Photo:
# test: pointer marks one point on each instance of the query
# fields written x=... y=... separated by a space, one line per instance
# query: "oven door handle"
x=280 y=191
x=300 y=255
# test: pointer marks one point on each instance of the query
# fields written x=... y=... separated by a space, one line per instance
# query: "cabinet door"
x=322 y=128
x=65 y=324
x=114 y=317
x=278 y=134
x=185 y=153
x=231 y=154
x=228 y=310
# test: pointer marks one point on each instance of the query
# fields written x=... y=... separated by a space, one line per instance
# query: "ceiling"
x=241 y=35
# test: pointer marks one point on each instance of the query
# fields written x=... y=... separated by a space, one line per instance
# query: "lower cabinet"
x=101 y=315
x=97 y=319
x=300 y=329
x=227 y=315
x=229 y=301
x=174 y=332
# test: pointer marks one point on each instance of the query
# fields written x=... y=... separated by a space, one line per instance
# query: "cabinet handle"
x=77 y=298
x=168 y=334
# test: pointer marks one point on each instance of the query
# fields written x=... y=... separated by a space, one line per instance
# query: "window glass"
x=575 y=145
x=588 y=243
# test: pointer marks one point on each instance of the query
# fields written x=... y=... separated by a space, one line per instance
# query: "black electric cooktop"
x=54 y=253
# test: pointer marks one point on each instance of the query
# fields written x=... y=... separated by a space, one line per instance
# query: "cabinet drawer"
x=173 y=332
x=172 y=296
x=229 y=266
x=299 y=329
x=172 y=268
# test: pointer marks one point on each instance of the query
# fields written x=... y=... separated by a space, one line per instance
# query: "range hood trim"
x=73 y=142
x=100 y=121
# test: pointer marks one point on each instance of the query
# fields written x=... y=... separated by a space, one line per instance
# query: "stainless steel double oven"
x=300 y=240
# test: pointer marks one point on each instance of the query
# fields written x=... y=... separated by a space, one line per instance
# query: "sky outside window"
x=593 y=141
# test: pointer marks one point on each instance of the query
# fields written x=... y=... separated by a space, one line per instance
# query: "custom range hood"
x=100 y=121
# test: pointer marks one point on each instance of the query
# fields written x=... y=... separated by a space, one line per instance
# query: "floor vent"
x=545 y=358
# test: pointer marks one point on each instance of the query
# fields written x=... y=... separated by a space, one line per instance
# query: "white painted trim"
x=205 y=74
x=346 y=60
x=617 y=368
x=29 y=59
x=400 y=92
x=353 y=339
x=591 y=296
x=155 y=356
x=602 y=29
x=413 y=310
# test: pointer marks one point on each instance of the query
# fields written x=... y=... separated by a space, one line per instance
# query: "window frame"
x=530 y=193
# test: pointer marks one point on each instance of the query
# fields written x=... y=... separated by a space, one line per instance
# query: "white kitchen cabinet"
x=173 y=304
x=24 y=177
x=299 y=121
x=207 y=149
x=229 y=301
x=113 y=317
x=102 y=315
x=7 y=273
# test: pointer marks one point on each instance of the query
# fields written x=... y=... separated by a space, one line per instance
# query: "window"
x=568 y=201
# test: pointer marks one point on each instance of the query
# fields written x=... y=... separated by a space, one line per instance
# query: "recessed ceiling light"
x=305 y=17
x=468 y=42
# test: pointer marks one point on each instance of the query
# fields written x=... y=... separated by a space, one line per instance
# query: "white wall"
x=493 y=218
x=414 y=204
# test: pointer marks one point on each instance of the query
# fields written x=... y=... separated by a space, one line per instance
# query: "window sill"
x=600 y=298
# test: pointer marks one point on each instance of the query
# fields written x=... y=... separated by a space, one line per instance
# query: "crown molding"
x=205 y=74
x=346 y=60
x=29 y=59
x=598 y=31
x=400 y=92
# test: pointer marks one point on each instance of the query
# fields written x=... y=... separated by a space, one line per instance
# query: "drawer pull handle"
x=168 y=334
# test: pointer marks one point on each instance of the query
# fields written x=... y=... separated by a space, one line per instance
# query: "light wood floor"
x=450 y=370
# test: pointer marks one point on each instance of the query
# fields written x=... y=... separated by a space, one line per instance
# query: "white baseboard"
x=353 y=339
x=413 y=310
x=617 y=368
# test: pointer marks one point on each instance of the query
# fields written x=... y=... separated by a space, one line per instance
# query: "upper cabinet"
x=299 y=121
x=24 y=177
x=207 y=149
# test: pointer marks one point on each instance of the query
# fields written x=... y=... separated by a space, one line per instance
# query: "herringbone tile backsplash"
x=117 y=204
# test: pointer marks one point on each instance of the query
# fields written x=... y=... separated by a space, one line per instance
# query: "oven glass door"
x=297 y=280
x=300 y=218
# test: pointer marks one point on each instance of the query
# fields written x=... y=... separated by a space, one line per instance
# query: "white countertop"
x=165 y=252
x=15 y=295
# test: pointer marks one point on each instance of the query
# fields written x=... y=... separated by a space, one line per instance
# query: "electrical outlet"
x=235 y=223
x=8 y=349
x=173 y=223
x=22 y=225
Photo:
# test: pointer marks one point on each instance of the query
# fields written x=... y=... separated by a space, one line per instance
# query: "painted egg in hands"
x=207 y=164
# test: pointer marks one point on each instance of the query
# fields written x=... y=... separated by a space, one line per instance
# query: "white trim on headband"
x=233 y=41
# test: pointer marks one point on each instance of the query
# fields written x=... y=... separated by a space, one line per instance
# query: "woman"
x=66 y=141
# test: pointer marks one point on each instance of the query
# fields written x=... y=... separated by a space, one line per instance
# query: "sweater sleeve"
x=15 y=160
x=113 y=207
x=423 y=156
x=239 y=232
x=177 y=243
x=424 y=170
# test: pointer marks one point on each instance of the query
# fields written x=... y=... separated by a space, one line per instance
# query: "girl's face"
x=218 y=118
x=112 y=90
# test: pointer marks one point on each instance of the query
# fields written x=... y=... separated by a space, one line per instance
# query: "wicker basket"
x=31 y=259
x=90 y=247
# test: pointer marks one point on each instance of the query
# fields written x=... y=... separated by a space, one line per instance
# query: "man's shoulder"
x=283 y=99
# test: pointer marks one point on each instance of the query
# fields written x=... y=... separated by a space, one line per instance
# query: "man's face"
- - -
## Exercise instructions
Write the material out once more, exactly as it reads.

## Response to the exercise
Photo:
# test: pointer marks one point on each instance of the query
# fields written x=... y=... separated by a space, one line per instance
# query: "oven door handle"
x=280 y=191
x=300 y=255
# test: pointer marks one point on each instance of the query
# fields written x=... y=... separated by a space, one line per instance
# query: "cabinet door"
x=322 y=128
x=65 y=324
x=114 y=317
x=278 y=134
x=185 y=153
x=231 y=154
x=228 y=310
# test: pointer marks one point on each instance of the query
# fields written x=... y=... separated by a space, one line per instance
# query: "ceiling"
x=241 y=35
# test: pointer marks one point on each instance of the query
# fields written x=... y=... separated by a space, one line per instance
# query: "lower cabinet"
x=101 y=315
x=97 y=319
x=300 y=329
x=227 y=315
x=229 y=301
x=174 y=332
# test: pointer marks one point on each instance of the query
# fields written x=... y=... separated by a space, one line per instance
# query: "cabinet handle"
x=77 y=298
x=168 y=334
# test: pointer marks one point on each instance of the query
# fields written x=... y=... separated by a space, one line per instance
# query: "window glass"
x=575 y=145
x=588 y=243
# test: pointer marks one point on each instance of the query
# fields written x=... y=... separated by a space, one line per instance
# query: "black electric cooktop"
x=54 y=253
# test: pointer marks one point on each instance of the query
# fields written x=... y=... separated by a space, one line per instance
# query: "cabinet drawer"
x=173 y=332
x=172 y=296
x=229 y=266
x=299 y=329
x=172 y=268
# test: pointer marks one point on each instance of the query
# fields written x=... y=... separated by a space, one line per instance
# query: "range hood trim"
x=73 y=142
x=100 y=121
# test: pointer marks one point on each instance of the query
# fields written x=... y=... separated by a space, one line per instance
# query: "stainless steel double oven"
x=300 y=240
# test: pointer marks one point on each instance of the query
# fields written x=... y=... separated by a space, one line per instance
# query: "sky outside window"
x=593 y=141
# test: pointer marks one point on each instance of the query
# fields written x=... y=... separated by a space, one line per instance
# query: "custom range hood"
x=100 y=121
# test: pointer marks one point on each instance of the query
# fields written x=... y=... separated by a space, one line per instance
# query: "floor vent"
x=545 y=358
# test: pointer marks one point on each instance of the query
# fields written x=... y=... separated by a space, one line per instance
# query: "white painted trim"
x=205 y=74
x=346 y=60
x=617 y=368
x=29 y=59
x=400 y=92
x=353 y=339
x=591 y=296
x=155 y=356
x=602 y=29
x=413 y=310
# test: pointer marks one point on each instance of the query
# fields written x=... y=... separated by a space, one line per instance
# query: "window frame"
x=530 y=193
# test: pointer marks one point on each instance of the query
# fields written x=... y=... separated by a space, one line per instance
# query: "white kitchen cabinet"
x=173 y=304
x=24 y=177
x=299 y=121
x=207 y=149
x=229 y=301
x=113 y=317
x=102 y=315
x=7 y=273
# test: pointer marks one point on each instance of the query
# fields written x=... y=... separated by a space, one line per instance
# query: "window"
x=568 y=201
# test: pointer marks one point on each instance of the query
# fields written x=... y=... separated by a space, one line per instance
# query: "recessed ceiling light"
x=305 y=17
x=468 y=42
# test: pointer marks one point on each instance of the query
# fields written x=... y=... separated by a space, one line per instance
# query: "white wall"
x=493 y=218
x=414 y=204
# test: pointer marks one point on each instance of the query
# fields written x=... y=... separated by a space, one line per instance
# query: "window sill"
x=600 y=298
# test: pointer marks one point on each instance of the query
# fields written x=... y=... separated by a space, one line per instance
# query: "crown molding"
x=205 y=74
x=346 y=60
x=29 y=59
x=598 y=31
x=400 y=92
# test: pointer marks one point on each instance of the query
# fields written x=... y=... separated by a space, one line per instance
# query: "drawer pull handle"
x=168 y=334
# test: pointer marks one point on each instance of the query
# fields written x=... y=... separated by a space, one line per instance
# query: "light wood floor"
x=450 y=370
# test: pointer marks one point on each instance of the query
# fields written x=... y=... separated by a space, one line per instance
# query: "white baseboard"
x=353 y=339
x=413 y=310
x=617 y=368
# test: pointer marks one point on each instance of the query
# fields written x=... y=... separated by a space, one line per instance
# query: "upper cabinet"
x=299 y=121
x=24 y=177
x=207 y=149
# test: pointer marks one point on each instance of the query
# fields written x=... y=... separated by a space, one line per instance
# query: "herringbone tile backsplash"
x=117 y=204
# test: pointer marks one point on each instance of the query
# fields written x=... y=... separated by a space, one line per instance
# query: "oven glass door"
x=297 y=280
x=300 y=218
# test: pointer marks one point on each instance of the query
# fields written x=... y=... separated by a space, one line per instance
# query: "white countertop"
x=165 y=252
x=15 y=295
# test: pointer marks one point on each instance of the query
# fields written x=... y=... separated by a space, one line per instance
# query: "electrical outlet"
x=235 y=223
x=8 y=349
x=173 y=223
x=22 y=225
Photo:
# test: pointer marks one point on each instance of the query
# fields written x=... y=... separated by a space, one line per instance
# query: "painted egg in hands"
x=207 y=164
# test: pointer marks one point on each instance of the query
# fields written x=... y=... separated by a space, one line per instance
# query: "white trim on headband"
x=233 y=41
# test: pointer marks one point on each instance of the query
# fields written x=... y=... separated by a space, one line per instance
# query: "woman"
x=66 y=141
# test: pointer marks one point on each instance of the query
# fields written x=... y=... separated by a space, one line per instance
# query: "sweater sleeve"
x=15 y=160
x=113 y=207
x=423 y=156
x=239 y=232
x=177 y=243
x=424 y=170
# test: pointer marks one point on each instance of the query
# fields written x=... y=... separated by a space, one line per instance
# query: "girl's face"
x=218 y=118
x=112 y=90
# test: pointer marks one point on each instance of the query
# fields written x=... y=... separated by a space, one line per instance
# query: "wicker basket"
x=31 y=259
x=90 y=247
# test: pointer marks one point on each instance of the query
# fields written x=... y=... separated by a space, one line per instance
# query: "man's shoulder"
x=283 y=99
# test: pointer marks one point on each instance of the query
# fields written x=... y=... separated by a space, one line per instance
# query: "man's face"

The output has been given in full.